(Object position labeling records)
— BEGIN —

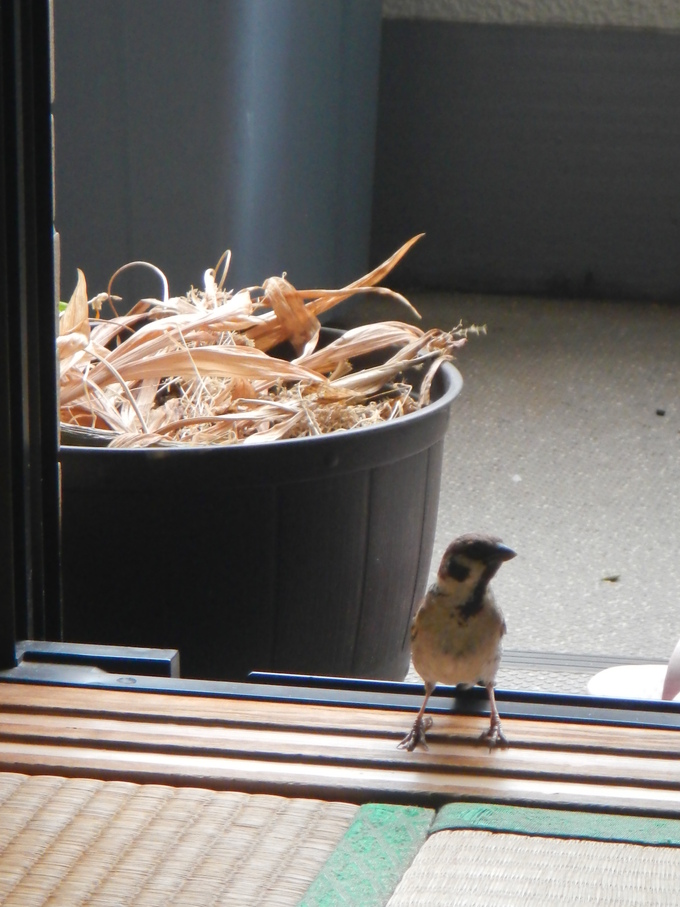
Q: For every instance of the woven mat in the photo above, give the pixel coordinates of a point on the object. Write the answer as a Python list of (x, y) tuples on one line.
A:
[(486, 855), (73, 842), (559, 823), (371, 858)]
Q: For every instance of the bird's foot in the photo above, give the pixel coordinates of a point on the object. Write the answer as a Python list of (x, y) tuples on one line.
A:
[(494, 735), (416, 736)]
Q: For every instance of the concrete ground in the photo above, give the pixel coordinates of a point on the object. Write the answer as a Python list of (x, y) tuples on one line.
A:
[(565, 441)]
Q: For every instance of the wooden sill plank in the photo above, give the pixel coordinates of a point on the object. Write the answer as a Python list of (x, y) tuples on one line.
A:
[(457, 754), (293, 779), (198, 711), (334, 752)]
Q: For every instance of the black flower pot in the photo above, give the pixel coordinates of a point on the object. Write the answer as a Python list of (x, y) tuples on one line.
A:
[(303, 556)]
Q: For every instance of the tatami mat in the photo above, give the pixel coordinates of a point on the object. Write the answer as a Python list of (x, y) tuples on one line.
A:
[(487, 869), (73, 842)]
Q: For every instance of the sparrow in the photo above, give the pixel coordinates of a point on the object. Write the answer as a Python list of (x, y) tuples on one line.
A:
[(457, 632)]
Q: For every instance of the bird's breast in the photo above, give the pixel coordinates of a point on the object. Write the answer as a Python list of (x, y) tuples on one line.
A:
[(449, 648)]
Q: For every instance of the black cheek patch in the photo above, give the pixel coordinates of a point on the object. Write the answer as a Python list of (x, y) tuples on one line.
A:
[(457, 571)]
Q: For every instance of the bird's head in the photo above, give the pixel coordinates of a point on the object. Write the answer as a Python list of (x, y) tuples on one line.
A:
[(471, 557)]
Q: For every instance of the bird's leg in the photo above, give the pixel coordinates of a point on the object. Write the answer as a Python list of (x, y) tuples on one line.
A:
[(494, 735), (416, 736)]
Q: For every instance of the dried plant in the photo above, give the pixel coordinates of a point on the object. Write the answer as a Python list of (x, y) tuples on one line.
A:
[(197, 369)]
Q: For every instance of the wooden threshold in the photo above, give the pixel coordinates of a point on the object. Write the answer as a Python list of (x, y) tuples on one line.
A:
[(334, 752)]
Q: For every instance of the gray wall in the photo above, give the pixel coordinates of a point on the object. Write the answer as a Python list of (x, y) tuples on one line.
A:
[(537, 158)]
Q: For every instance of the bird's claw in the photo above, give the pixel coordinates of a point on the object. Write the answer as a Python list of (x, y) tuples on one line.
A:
[(494, 736), (416, 736)]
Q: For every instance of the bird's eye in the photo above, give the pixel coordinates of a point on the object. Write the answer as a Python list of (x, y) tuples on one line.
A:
[(457, 570)]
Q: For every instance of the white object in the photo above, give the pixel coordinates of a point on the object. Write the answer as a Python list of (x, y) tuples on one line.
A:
[(640, 681)]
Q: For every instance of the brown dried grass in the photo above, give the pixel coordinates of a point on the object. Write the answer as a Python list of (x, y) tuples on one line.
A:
[(197, 370)]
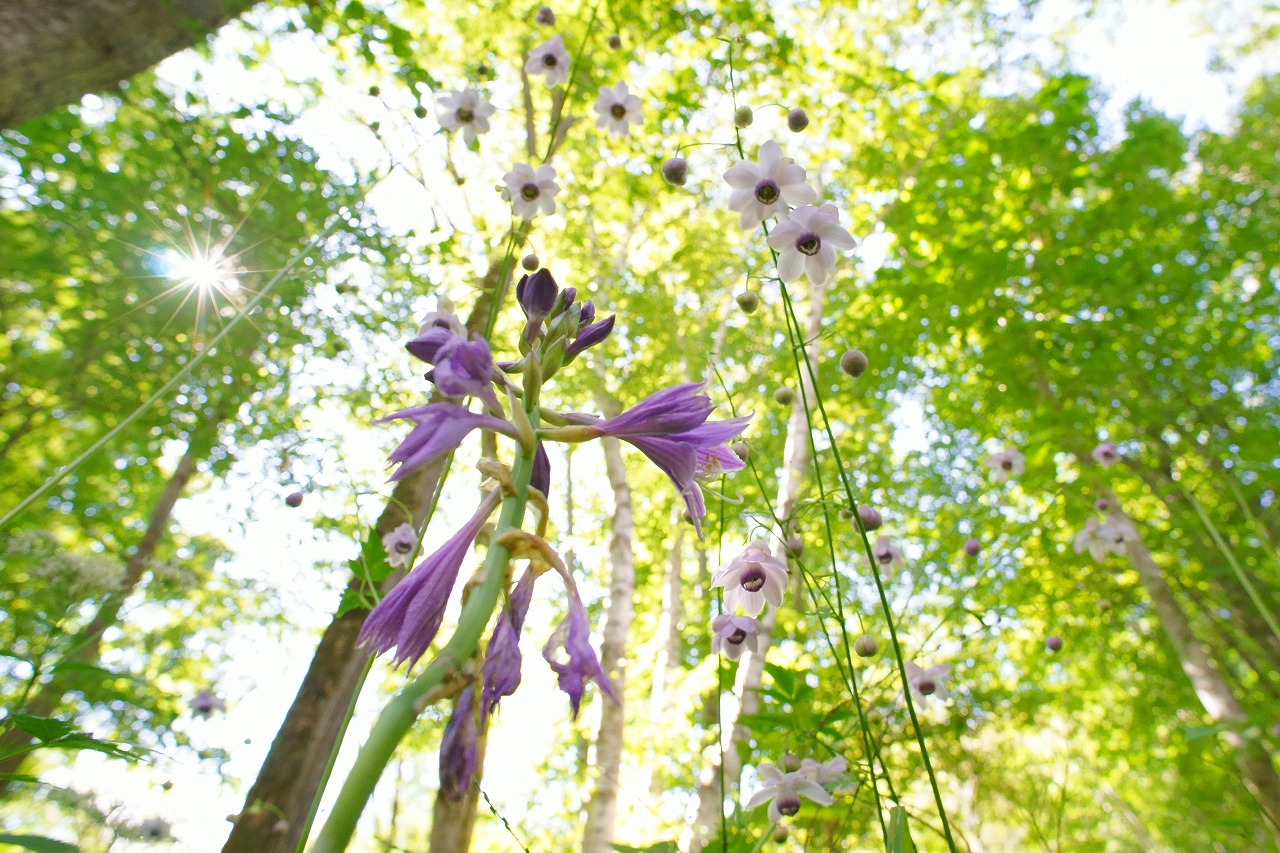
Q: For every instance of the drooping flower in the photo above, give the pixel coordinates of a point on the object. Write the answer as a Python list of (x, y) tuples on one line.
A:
[(400, 546), (440, 428), (927, 683), (502, 660), (410, 615), (734, 634), (1106, 454), (887, 553), (531, 191), (574, 637), (670, 427), (464, 109), (1005, 464), (204, 703), (782, 792), (764, 188), (551, 59), (458, 756), (752, 579), (807, 242), (617, 109)]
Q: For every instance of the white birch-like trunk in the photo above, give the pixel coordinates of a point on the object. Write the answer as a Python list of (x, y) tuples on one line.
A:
[(750, 671), (602, 808)]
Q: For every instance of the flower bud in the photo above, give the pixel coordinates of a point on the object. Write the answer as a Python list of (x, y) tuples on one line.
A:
[(869, 518), (854, 363), (675, 170)]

— END —

* **Problem**
Arrange every line of the records above as a numbered list, omitting blank lines and leaving out the pictures.

* **Solution to the exercise**
1. Q: For every instance of the woven mat in the photo above, give the pixel coordinates of a point on the object. Write the answer as a Python list of (x, y) tuples on one line.
2. A:
3. [(486, 855), (73, 842), (559, 823), (371, 858)]
4. Q: For every instance of the bird's foot in the photo above, give the pixel coordinates of a point on the object. Write the answer as a Python list of (x, y) tuples on one line.
5. A:
6. [(494, 735), (416, 736)]
7. Q: For every instance of the concrete ground in the photo above, give the pixel coordinates of a point on the object. Write the answer as a Python list of (x, y) tuples on one line.
8. A:
9. [(565, 441)]
10. Q: For every instance of the wooden sill plank in the photo above, give the pixel coordinates of a point on the object. Write the answer as a Python list of (x, y) tuples on one line.
11. A:
12. [(457, 754), (293, 779), (198, 711), (334, 752)]
13. Q: For every instance of the black flower pot in the photo above, give the pixel coordinates of a point on the object. Write the answer as a Python list of (x, y) tuples on one line.
14. A:
15. [(303, 556)]
16. Q: For every instance of the tatami mat in the photo above, give the pixel coordinates of a point on the object. Write the answer as a Python list of (x, y) tuples on one line.
17. A:
18. [(487, 869), (73, 842)]
19. Q: For every instance of the sparrow in the photo above, give the pixel coordinates of a point on the object. Write the answer as a Python list of (x, y) tuples on one line.
20. A:
21. [(457, 632)]
22. Q: For every instance of the bird's breast in the photo above, give the pixel coordinates of a point on the object. Write the answer as a Python list of (x, y) tuples on one line.
23. A:
24. [(449, 648)]
25. Q: For every instance of the black cheek patch in the photo above, give the pixel coordinates of a point on the object. Write the answer as a Python list of (x, y) tuples on one line.
26. A:
27. [(457, 571)]
28. Q: For every instance of the bird's head in the photo above, give the pixel coordinates of a point on the object. Write the answer as a Python list of (x, y) tuples on one line.
29. A:
30. [(471, 557)]
31. Q: For every instance of the bird's leg in the photo above, give the pixel coordinates of a point on the object. Write the answer as a Python list of (x, y) tuples on one line.
32. A:
33. [(494, 735), (416, 736)]
34. Q: For every instance of the dried plant in the photo above, give the pixel coordinates of a point on the object. Write the answer as a Python list of (x, y) tuples on one line.
35. A:
36. [(197, 369)]
37. Q: For every instance of the wooden threshold in the photo above, give the pixel coordinates of a point on the object. Write the answer as a Python list of (x, y) tuples on one line.
38. A:
39. [(334, 752)]
40. Q: For every instance of the gray wall in the photo above, give the pixel coordinates of a point on the object. Write the answer as a Python list of (x, y) tuples on one line.
41. A:
42. [(537, 158)]
43. Q: For every instance of the bird's claw in the photo above, give the pixel coordinates of a point on the object. Write the answer as a Python list of (x, y) tuples on one line.
44. A:
45. [(494, 736), (416, 736)]
46. Q: For every instance of the bird's eye in the photo above, give the pixel coordinates of a point on the object. Write the answer as a Python list of (x, y) tuples on one line.
47. A:
48. [(457, 570)]
49. Q: For every instance of the white object in the photo above, give the pixel coordinates of a point on the object. Write the answer as a Python list of (x, y) tuples on one line.
50. A:
51. [(640, 681)]
52. Q: For every instance of the brown dried grass in the photo above, give the pixel coordinates of a point on the object. Write the answer as a Python list of (x, y) tuples on one line.
53. A:
54. [(197, 370)]
55. Q: For every instance of the drooping flower in the photo above, give the pixel coordinates of a point on the object. Write the answer as a Python list of (x, y) tuples on one line.
56. A:
57. [(400, 546), (440, 428), (927, 683), (502, 660), (410, 615), (734, 634), (1106, 454), (887, 553), (531, 191), (574, 637), (670, 427), (464, 109), (1005, 464), (204, 703), (782, 792), (764, 188), (551, 59), (458, 756), (752, 579), (807, 242), (617, 109)]
58. Q: For every instance of the white birch-like trunk in the photo above, give the pixel coordinates of a point on the object. Write the answer as a Python list of (x, y) tuples on one line.
59. A:
60. [(750, 671), (602, 808)]
61. Q: For every instance of the flower bud in the photo above, give the pixel coordinates of a point on the object. Write the answer as a Python list of (x, y) tuples on one line.
62. A:
63. [(869, 518), (854, 363), (675, 170)]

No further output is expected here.